WHAT YOU NEED TO DO: Each entry has to be copied exactly, with nothing missed.

[Stored data]
^^^^
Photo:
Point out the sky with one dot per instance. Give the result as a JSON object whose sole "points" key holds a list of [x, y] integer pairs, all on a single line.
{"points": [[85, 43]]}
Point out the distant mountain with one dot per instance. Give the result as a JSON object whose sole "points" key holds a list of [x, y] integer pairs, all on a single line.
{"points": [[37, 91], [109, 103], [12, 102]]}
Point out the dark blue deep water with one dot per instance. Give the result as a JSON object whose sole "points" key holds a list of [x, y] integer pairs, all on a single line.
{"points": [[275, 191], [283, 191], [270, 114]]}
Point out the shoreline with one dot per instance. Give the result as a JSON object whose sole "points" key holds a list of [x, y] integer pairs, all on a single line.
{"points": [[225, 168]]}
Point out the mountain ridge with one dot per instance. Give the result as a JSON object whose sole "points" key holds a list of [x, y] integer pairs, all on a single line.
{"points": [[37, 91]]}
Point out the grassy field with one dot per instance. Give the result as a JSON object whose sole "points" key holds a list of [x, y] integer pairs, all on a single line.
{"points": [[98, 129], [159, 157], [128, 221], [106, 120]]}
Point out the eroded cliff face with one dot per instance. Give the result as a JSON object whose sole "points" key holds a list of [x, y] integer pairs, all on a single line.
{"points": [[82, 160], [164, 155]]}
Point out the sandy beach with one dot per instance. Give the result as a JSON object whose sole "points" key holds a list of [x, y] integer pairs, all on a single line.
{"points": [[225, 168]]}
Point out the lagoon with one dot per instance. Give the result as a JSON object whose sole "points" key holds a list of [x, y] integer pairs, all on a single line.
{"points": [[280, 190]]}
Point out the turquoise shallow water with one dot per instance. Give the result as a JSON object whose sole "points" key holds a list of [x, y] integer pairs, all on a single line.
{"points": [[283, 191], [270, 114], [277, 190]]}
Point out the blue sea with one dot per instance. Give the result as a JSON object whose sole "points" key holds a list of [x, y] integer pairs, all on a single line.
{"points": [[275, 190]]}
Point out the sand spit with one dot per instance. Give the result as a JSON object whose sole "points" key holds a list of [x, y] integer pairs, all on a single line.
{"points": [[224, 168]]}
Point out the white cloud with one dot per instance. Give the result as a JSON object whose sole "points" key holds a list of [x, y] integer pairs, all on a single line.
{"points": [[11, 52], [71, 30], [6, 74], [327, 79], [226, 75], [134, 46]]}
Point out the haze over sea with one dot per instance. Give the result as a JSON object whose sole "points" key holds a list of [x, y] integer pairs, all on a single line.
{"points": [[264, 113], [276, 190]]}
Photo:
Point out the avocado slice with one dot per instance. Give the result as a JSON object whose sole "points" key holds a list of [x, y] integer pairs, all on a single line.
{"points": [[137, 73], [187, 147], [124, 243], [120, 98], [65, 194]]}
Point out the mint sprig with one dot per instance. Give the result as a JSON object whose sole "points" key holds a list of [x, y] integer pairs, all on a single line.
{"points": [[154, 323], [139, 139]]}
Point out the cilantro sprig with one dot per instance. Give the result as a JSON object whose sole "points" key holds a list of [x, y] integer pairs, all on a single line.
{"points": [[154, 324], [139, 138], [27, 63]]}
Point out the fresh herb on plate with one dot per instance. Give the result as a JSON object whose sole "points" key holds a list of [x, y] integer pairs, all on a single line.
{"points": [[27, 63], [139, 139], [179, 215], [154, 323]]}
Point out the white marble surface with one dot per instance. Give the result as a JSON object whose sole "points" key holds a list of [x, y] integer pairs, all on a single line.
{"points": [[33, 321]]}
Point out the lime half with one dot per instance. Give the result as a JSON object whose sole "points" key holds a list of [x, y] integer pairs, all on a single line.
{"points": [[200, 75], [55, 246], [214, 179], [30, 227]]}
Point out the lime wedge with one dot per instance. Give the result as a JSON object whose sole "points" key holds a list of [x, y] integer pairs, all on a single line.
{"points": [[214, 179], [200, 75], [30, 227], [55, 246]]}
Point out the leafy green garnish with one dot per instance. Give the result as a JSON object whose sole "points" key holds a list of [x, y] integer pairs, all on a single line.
^^^^
OUTPUT FOR THIS EXERCISE:
Photo:
Point out the sky with one dot per instance. Give the result as a JSON object whose sole "points" key holds a list of [x, y] integer pairs, all on a single line.
{"points": [[85, 43]]}
Point out the distant mountain with one dot per instance. Give the result as a JSON object whose sole "points" key holds a list of [x, y] integer pairs, all on a single line.
{"points": [[37, 91], [109, 103], [12, 102]]}
Point out the dark blue deep water with one dot per instance. Give the result as a JSON object whose sole "points" key holds a list of [x, y] integer pairs, all on a single line.
{"points": [[275, 191], [283, 191], [270, 114]]}
Point out the shoreline with one dot per instance. Give the result as a JSON object whose sole "points" key holds a list of [x, y] integer pairs, all on a single line.
{"points": [[225, 168]]}
Point out the mountain ridge with one dot per instance. Give the result as a JSON object whose sole "points" key holds a list of [x, y] integer pairs, all on a single line.
{"points": [[37, 91]]}
Point out the grassy field with one dot per instance. Give the result as a JSON object whose sole "points" key holds a list of [x, y] integer pairs, all on a single line.
{"points": [[98, 129], [159, 157], [128, 221], [106, 120]]}
Point out the eroded cliff face with one dot per instance. Give the result as a JSON object whose sole "points" key holds a list of [x, y] integer pairs, all on a single line.
{"points": [[82, 160], [164, 155]]}
Point out the sandy beach with one dot per instance. Give the result as a JSON object whose sole "points" key holds a list of [x, y] integer pairs, all on a single line.
{"points": [[225, 168]]}
Point out the lagoon with one dot per instance. Give the result as a JSON object whose sole "points" key holds a list of [x, y] integer pairs, all on a single line.
{"points": [[280, 190]]}
Point out the turquoise shallow water with one dot per instance. Give the result as a JSON object whose sole "points" key holds a list of [x, y] integer pairs, all on a single line.
{"points": [[283, 191], [270, 114], [277, 190]]}
Point out the blue sea with one dot per instance. Give the result as a JSON object whose sole "points" key holds a list of [x, y] integer pairs, all on a single line.
{"points": [[275, 190]]}
Point out the sand spit with one dot per instance. Give the result as a JSON object whose sole "points" key holds a list of [x, y] integer pairs, all on a single line.
{"points": [[224, 168]]}
Point out the white cloud with one dot per instance. Give the result as a JSON object whose sole "points" key holds a list of [x, y] integer pairs, all on a single line.
{"points": [[11, 52], [71, 30], [6, 74], [327, 79], [226, 75], [134, 46]]}
Point out the haze over sea with one dot per instance. Give the result as a JSON object whose sole "points" key holds a list of [x, y] integer pairs, all on a single line.
{"points": [[264, 113], [276, 190]]}
Photo:
Point out the avocado slice with one dot per instance. Give the result as a JSON object whose sole "points" key holds a list of [x, y] integer pairs, all on a single line.
{"points": [[137, 73], [187, 147], [124, 243], [120, 98], [65, 194]]}
Point out the mint sprig with one dot per instance. Give the result as a JSON object whose sole "points" key holds a list of [x, y] integer pairs, all on a single line.
{"points": [[154, 323], [139, 139]]}
Point out the cilantro sprig with one dot per instance. Give the result as a JSON object whose sole "points" key holds a list of [x, y] integer pairs, all on a single line.
{"points": [[154, 324], [139, 138], [27, 63]]}
Point out the fresh herb on plate with one dot per instance. Give the result as a JSON object whose sole "points" key holds a list of [x, y] integer pairs, all on a single line.
{"points": [[27, 63], [139, 139], [179, 215], [154, 323]]}
Point out the white marble surface with one dot per instance. Give the result as a JSON object whose sole "points" key holds a list of [x, y] integer pairs, all on a single line.
{"points": [[33, 321]]}
Point out the lime half with one dot per instance. Give the result as a JSON object whose sole "points" key holds a list of [x, y] integer pairs, all on a single line.
{"points": [[200, 75], [55, 246], [214, 179], [30, 227]]}
Point out the lime wedge with one dot per instance. Give the result as a JSON object whose sole "points" key holds a list of [x, y] integer pairs, all on a single line.
{"points": [[214, 179], [200, 75], [30, 227], [55, 246]]}
Point out the leafy green garnish with one dot per instance. Give the result as a JSON object whose sole "points" key holds a list of [x, y] integer pairs, all on a single line.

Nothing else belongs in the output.